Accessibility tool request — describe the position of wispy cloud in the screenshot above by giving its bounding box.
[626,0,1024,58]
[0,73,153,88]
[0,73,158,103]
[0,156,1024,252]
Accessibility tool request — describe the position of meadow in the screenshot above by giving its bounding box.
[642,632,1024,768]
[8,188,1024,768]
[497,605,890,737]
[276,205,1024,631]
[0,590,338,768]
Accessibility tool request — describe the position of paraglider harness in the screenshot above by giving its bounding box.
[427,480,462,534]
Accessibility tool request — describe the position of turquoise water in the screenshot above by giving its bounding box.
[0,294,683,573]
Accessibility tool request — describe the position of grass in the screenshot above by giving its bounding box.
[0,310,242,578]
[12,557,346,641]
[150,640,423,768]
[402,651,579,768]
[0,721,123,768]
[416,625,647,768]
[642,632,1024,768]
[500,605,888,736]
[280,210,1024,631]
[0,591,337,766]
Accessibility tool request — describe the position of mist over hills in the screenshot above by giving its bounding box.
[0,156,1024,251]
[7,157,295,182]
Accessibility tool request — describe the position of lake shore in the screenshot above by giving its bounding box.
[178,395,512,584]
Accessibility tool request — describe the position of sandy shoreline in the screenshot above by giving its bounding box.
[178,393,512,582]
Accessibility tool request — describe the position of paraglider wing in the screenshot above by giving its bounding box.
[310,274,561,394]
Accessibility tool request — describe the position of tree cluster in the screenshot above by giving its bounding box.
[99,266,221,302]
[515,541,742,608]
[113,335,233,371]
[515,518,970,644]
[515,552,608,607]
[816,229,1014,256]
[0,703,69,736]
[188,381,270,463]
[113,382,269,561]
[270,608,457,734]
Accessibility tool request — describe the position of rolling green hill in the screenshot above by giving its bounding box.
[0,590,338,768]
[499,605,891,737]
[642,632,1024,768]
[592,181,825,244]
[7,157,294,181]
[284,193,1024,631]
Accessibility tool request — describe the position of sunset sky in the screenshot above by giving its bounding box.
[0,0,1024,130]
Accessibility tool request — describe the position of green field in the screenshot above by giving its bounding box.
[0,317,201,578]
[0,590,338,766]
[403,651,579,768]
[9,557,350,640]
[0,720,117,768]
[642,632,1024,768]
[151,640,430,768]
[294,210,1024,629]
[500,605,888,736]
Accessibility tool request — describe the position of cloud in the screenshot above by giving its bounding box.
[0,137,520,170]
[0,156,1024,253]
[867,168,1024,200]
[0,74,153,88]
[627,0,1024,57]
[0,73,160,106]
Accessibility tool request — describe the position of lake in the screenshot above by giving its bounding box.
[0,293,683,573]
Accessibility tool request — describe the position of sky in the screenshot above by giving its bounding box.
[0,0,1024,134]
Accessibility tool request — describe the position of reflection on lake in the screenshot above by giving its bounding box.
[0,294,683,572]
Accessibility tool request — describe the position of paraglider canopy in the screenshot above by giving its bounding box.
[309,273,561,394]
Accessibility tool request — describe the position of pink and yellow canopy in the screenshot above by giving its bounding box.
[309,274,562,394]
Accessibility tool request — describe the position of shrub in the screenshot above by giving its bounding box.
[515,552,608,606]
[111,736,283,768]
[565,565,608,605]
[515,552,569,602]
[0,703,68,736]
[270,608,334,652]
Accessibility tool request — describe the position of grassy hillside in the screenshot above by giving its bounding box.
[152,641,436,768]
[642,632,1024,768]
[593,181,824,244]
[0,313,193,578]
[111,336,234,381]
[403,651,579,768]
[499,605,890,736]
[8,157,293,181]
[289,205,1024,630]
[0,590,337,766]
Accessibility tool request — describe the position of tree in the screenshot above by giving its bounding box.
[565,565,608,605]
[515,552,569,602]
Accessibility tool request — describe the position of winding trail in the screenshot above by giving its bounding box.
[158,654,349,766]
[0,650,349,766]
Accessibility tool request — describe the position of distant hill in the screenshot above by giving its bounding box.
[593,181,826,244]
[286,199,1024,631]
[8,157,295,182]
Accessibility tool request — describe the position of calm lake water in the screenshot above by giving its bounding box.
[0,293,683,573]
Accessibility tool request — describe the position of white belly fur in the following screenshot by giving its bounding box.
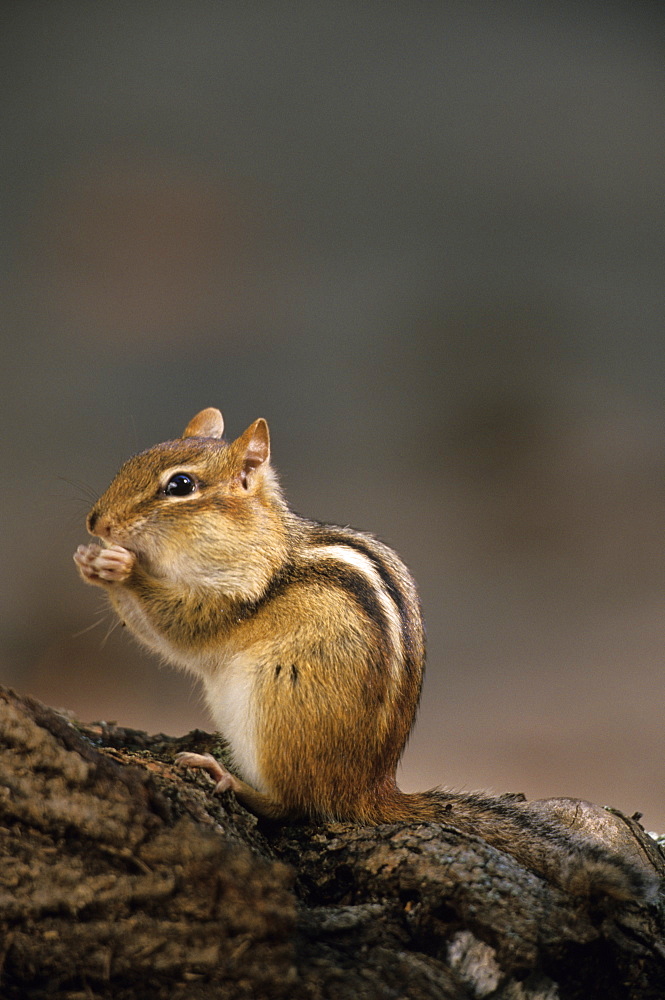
[202,653,269,793]
[110,592,270,793]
________________________
Exercise:
Please rewrite all of the data above as a numbered list, skipping any blank lines and leaving out the pictures.

Completed task:
1. Accessibility tool request — describe the position of wispy cloud in the screenshot above by giving its bounding box.
2. [626,0,1024,58]
3. [0,73,153,88]
4. [0,73,158,103]
5. [0,156,1024,252]
6. Accessibility tool request — describe the position of meadow in the screenshot above by giving its bounding box.
7. [642,632,1024,768]
8. [8,188,1024,768]
9. [497,605,890,737]
10. [276,205,1024,631]
11. [0,590,338,768]
12. Accessibility tool request — describe the position of paraglider harness in the screenshot above by giving its bounding box.
13. [427,480,462,534]
14. Accessibility tool request — describe the position of turquoise water in the screenshot above by giving its bounding box.
15. [0,294,683,573]
16. Accessibility tool request — describe the position of grass in the screenshot above by giving its bounding box.
17. [0,310,242,578]
18. [12,557,346,641]
19. [150,640,423,768]
20. [402,651,579,768]
21. [0,721,123,768]
22. [416,625,647,768]
23. [642,632,1024,768]
24. [500,605,888,736]
25. [280,210,1024,631]
26. [0,591,337,766]
27. Accessibility tool request — describe the position of mist over hills in the screenshot above by giving its bounding box.
28. [0,156,1024,251]
29. [7,157,295,182]
30. Accessibility tool request — describe the position of lake shore in the screenshot above by giving its bounding box.
31. [178,395,512,584]
32. Accessibility tool request — describe the position of sandy shoreline in the screenshot above by giving its bounding box.
33. [178,393,512,582]
34. Accessibility tool request — describe the position of paraglider wing in the screenshot above by giving its bounding box.
35. [310,274,561,394]
36. Accessibility tool request — describe the position of tree cluster in the screenshot above by giving its bounding box.
37. [99,266,221,302]
38. [515,541,742,608]
39. [113,335,233,371]
40. [515,518,970,644]
41. [515,552,608,607]
42. [816,229,1014,256]
43. [0,703,69,736]
44. [188,381,270,463]
45. [113,382,269,561]
46. [270,608,457,734]
47. Accessibility tool request — describe the position of rolling green hill in the screenshot above by giving its bounding box.
48. [0,590,338,768]
49. [499,605,891,737]
50. [642,632,1024,768]
51. [592,181,825,244]
52. [7,157,294,181]
53. [284,193,1024,631]
54. Accessibility tool request — describe the position of sunset sky in the screenshot above by giving its bounding box.
55. [0,0,1024,130]
56. Accessibility tool request — describe the position of green field in the screenshot above by giving its bounding box.
57. [0,317,201,578]
58. [0,590,338,766]
59. [403,651,579,768]
60. [9,557,350,640]
61. [0,720,117,768]
62. [642,632,1024,768]
63. [151,640,430,768]
64. [294,210,1024,629]
65. [500,605,888,736]
66. Accessibility tool request — describe the position of cloud in the screenshot above by giving its bounding box.
67. [0,137,520,170]
68. [0,156,1024,253]
69. [867,168,1024,200]
70. [0,74,153,88]
71. [627,0,1024,57]
72. [0,73,160,106]
73. Accessibility tool request — describe the position of lake in the screenshot above by giving its bounding box.
74. [0,293,683,573]
75. Accessibility tool request — describe the position of sky in the screenshot above by giving its bounding box.
76. [0,0,1024,134]
77. Accessibility tool request — describe the position of reflection on lake in the screenshot above by giving its bounding box.
78. [0,294,683,572]
79. Accessibility tool request — describe the position of paraglider canopy in the screenshot above by giving its bounding box.
80. [309,273,561,394]
81. Accessibility tool request — describe the position of pink and yellow canopy in the screenshot above by giving its bounding box.
82. [309,274,562,394]
83. Accessibility tool request — describe the position of shrub in the screenshot above by giving its bounding box.
84. [515,552,608,606]
85. [111,736,283,768]
86. [565,565,608,605]
87. [515,552,569,602]
88. [0,703,68,736]
89. [270,608,334,652]
90. Accessibility tool request — describe the position of grassy hillside in the screenshot above by giving its bounding box.
91. [152,641,436,768]
92. [642,632,1024,768]
93. [593,181,824,244]
94. [0,313,193,578]
95. [111,336,234,381]
96. [403,651,579,768]
97. [499,605,890,736]
98. [8,157,293,181]
99. [289,205,1024,630]
100. [0,590,337,766]
101. Accessibility tool request — describe the position of tree in the screenshot above by giving its bounding box.
102. [565,565,608,605]
103. [515,552,569,602]
104. Accessibility tool request — describe the position of winding trail in the screenshot above by giving its bounding box.
105. [158,654,349,766]
106. [0,650,349,766]
107. Accessibility tool request — describe the position of distant hill in the screenshot above by giving its bounding box.
108. [593,181,826,244]
109. [286,199,1024,631]
110. [8,157,295,182]
111. Accessibility tool request — describe the position of calm lake water in the screenshot above by giving its bounding box.
112. [0,293,683,573]
113. Accessibility tool request — describe the position of white belly fur in the following screenshot by giving its bounding box.
114. [202,653,269,793]
115. [110,592,270,793]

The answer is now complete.